フェデレーション サービスの構成を生成し、確認するには
コマンド ライン パラメータとしてサービスのメタデータ URL のアドレスを使用し、ServiceModel Metadata Utility Tool (Svcutil.exe) を実行します。
生成された構成ファイルを適切なエディタで開きます。
生成されたすべての <issuer> 要素と <issuerMetadata> 要素の属性と内容を調べます。これらは、<wsFederationHttpBinding> 要素またはカスタム バインディング要素の <security> 要素内にあります。予期されたドメイン名やその他のアドレス情報がアドレスに含まれていることを確認します。この情報をチェックすることは重要です。それは、クライアントがこれらのアドレスに対して認証を行い、ユーザー名とパスワードの組み合わせなどの情報を公開する可能性があるためです。アドレスが予期されたアドレスではない場合、意図しない受信者に情報が公開されるおそれがあります。
コメント アウトされた <alternativeIssuedTokenParameters> 要素内の追加の <issuedTokenParameters> 要素をすべて調べます。Svcutil.exe ツールを使用してフェデレーション サービスの構成を生成するときに、フェデレーション サービスまたは任意の中間セキュリティ トークン サービスが、発行者アドレスを指定せずに、複数のエンドポイントを公開するセキュリティ トークン サービスのメタデータ アドレスを指定している場合、生成された構成ファイルは最初のエンドポイントを参照します。追加のエンドポイントは、コメント アウトされた <alternativeIssuedTokenParameters> 要素として構成ファイルに含まれます。
これらの <issuedTokenParameters> のいずれかが、既に構成に存在するものよりも適切かどうかを判断します。たとえば、セキュリティ トークン サービスに対する認証を行う際は、ユーザー名とパスワードの組み合わせよりも Windows CardSpace トークンを使用する方が、クライアントにとって望ましい場合があります。
メモ : サービスと通信するまでに複数のセキュリティ トークン サービスをたどる必要がある場合は、中間セキュリティ トークン サービスがクライアントを不適切なセキュリティ トークン サービスにダイレクトする可能性があります。そのため、<issuedTokenParameters> 内のセキュリティ トークン サービスのエンドポイントが、予期されたセキュリティ トークン サービスであり、未確認のセキュリティ トークン サービスでないことを確認します。
コードで IssuedTokenClientCredential を構成するには
次のコード例に示すように、ClientBase クラスの ClientCredentials プロパティまたは ChannelFactory クラスから返された、ClientCredentials クラスの IssuedToken プロパティから IssuedTokenClientCredential にアクセスします。
トークン キャッシュが不要な場合は、CacheIssuedTokens プロパティを false に設定します。CacheIssuedTokens プロパティにより、セキュリティ トークン サービスからのこれらのトークンをキャッシュするかどうかが制御されます。このプロパティを false に設定すると、クライアントは、以前のトークンがいまだに有効な場合でも、フェデレーション サービスに対してクライアント自体を再認証する必要があるときに、新しいトークンをセキュリティ トークン サービスに要求します。このプロパティを true に設定すると、クライアントは、トークンの有効期限が切れていない限り、フェデレーション サービスに対してクライアント自体を再認証する必要があるときに既存のトークンを再利用します。既定値は true です。

━━━━━━━━━━━━━━━━━━━━

> [指示 1] 原文のうち「トークン キャッシュが不要な場合は」で始まる段落を、主な事実を残したまま箇条書きに書き直してください。
> [指示 2] 原文の「コードで IssuedTokenClientCredential を構成するには」から「プロパティから IssuedTokenClientCredential にアクセスします。」までを、両端の語句も含めてそのまま書き写してください。

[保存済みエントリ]
━━━━━━━━━━━━━━━━━━━━

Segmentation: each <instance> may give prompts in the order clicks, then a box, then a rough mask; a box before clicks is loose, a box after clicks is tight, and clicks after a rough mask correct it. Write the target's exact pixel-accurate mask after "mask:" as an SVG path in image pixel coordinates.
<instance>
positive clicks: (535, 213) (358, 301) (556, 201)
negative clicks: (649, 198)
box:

━━━━━━━━━━━━━━━━━━━━

> [回答欄 1]
- トークン キャッシュが不要な場合は、CacheIssuedTokens プロパティを false に設定する。
- CacheIssuedTokens プロパティは、セキュリティ トークン サービスからのトークンをキャッシュするかどうかを制御する。
- false の場合、クライアントはフェデレーション サービスへの再認証が必要になると、以前のトークンがまだ有効でも新しいトークンをセキュリティ トークン サービスに要求する。
- true の場合、クライアントは再認証が必要になると、トークンの有効期限が切れていない限り既存のトークンを再利用する。
- 既定値は true。

> [回答欄 2]
コードで IssuedTokenClientCredential を構成するには
次のコード例に示すように、ClientBase クラスの ClientCredentials プロパティまたは ChannelFactory クラスから返された、ClientCredentials クラスの IssuedToken プロパティから IssuedTokenClientCredential にアクセスします。